● **Prompt**:
Pick out every line in the rows below that contains the string "railing", and copy each of those lines.

Stored dataset items:
* * * *
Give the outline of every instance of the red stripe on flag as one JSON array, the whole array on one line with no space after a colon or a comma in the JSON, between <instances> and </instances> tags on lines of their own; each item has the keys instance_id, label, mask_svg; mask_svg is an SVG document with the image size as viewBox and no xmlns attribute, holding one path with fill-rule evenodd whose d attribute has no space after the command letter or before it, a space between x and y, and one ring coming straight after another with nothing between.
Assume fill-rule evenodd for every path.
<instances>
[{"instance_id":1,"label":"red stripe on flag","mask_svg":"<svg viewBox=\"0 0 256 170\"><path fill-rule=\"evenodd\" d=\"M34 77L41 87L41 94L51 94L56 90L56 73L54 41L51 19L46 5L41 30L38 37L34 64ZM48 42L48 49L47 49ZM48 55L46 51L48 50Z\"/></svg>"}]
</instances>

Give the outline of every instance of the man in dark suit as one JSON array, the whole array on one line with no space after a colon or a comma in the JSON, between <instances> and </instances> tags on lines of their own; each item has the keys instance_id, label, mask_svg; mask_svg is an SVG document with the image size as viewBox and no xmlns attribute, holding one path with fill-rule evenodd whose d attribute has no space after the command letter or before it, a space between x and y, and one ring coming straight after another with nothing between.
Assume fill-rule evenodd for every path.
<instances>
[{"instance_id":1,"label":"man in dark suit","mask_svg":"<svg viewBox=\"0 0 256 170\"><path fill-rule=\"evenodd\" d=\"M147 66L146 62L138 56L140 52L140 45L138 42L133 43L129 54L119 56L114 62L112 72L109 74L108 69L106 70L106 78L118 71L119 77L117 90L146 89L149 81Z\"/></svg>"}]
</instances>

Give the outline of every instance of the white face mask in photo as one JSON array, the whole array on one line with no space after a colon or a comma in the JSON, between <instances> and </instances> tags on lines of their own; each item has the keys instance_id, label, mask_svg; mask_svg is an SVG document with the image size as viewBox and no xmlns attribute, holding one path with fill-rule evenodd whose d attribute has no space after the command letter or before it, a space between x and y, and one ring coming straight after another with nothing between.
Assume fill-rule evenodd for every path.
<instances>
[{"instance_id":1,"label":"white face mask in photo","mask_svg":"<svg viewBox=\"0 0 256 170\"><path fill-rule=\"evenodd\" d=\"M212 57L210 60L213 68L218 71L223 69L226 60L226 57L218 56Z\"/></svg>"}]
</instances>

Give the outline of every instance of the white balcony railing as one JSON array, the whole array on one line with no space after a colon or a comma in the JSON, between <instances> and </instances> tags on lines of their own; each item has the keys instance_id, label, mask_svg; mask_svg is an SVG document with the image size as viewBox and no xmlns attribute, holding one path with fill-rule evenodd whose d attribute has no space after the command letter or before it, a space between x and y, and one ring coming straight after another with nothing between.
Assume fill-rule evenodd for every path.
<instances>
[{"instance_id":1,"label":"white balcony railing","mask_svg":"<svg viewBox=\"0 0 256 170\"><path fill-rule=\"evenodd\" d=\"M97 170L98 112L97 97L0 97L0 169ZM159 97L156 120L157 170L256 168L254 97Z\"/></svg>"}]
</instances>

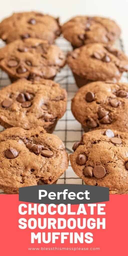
* * * *
● **Complete response**:
Give the outline of every instance of the white balcony railing as one JSON array, the whole array on one line with no space after a colon or a comma in the JSON, between <instances> and </instances> tags on lines of their own; each item has the keys instance_id, label, mask_svg; mask_svg is an SVG document with the image size as viewBox and no xmlns attribute, holding one path with fill-rule evenodd whose d attribute has no space after the command letter or before it, a space between x and y, and one ring coming straight after another with nothing between.
[{"instance_id":1,"label":"white balcony railing","mask_svg":"<svg viewBox=\"0 0 256 170\"><path fill-rule=\"evenodd\" d=\"M97 170L98 112L97 97L0 97L0 169ZM159 97L156 120L157 170L256 168L254 97Z\"/></svg>"}]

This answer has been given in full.